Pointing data
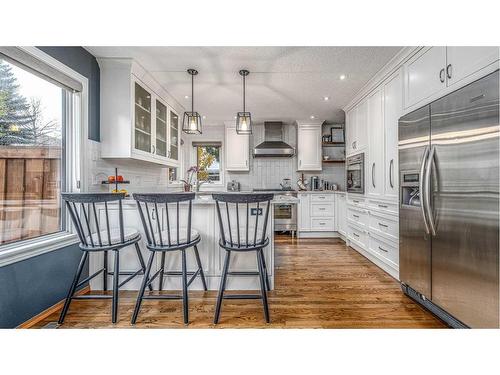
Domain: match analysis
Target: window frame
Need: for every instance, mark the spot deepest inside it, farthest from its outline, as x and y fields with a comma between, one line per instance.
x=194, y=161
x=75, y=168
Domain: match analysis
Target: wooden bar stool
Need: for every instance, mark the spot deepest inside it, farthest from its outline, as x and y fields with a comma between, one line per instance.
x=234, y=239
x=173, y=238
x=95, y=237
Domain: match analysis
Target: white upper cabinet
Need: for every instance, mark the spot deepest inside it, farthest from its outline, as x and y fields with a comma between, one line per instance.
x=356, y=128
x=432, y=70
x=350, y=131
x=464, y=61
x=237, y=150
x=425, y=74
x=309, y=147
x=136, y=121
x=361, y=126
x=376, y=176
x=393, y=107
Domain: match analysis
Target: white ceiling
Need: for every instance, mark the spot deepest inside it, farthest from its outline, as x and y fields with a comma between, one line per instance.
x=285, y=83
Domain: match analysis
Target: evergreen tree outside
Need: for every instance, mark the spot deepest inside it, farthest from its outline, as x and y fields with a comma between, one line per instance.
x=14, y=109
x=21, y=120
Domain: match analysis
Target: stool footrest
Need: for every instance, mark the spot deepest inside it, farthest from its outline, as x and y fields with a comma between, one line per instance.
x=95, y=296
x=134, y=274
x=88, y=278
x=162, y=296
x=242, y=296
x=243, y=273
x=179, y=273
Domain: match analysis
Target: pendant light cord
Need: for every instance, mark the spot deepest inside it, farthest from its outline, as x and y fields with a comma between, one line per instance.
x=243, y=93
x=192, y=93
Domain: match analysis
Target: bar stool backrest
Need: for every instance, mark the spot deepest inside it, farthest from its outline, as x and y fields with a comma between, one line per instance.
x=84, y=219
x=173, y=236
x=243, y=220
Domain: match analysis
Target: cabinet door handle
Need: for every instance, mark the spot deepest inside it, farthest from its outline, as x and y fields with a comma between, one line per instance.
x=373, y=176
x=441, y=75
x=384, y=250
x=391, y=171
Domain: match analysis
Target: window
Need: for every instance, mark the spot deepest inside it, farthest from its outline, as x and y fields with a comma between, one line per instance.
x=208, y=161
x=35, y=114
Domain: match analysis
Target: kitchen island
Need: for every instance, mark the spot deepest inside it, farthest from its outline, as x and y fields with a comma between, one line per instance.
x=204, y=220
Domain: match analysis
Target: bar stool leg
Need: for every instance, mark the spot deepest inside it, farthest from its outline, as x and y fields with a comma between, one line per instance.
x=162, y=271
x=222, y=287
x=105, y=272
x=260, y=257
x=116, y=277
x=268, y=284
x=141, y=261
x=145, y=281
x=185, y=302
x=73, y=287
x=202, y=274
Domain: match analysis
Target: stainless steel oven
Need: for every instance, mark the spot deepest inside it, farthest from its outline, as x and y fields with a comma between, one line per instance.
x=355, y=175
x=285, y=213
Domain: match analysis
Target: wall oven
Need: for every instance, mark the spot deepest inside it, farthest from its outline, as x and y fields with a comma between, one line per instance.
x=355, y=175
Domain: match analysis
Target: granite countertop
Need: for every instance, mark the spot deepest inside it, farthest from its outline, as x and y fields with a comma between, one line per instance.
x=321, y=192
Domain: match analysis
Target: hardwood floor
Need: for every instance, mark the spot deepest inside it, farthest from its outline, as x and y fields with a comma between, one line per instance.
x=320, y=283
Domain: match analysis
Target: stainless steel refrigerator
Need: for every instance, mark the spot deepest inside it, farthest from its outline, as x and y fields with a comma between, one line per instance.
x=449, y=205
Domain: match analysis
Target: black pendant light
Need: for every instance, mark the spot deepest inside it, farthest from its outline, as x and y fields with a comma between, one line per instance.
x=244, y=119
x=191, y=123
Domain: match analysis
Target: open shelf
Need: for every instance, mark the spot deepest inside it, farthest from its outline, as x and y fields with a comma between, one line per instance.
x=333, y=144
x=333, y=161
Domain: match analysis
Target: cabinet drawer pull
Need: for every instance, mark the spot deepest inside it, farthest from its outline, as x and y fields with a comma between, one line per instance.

Your goal
Locate every line in the data above that contains the word "stool", matching case exactly, and copy each such line.

Correct response
Target: wooden bar stool
Target: stool footrest
Target: bar stool backrest
Target: bar stool leg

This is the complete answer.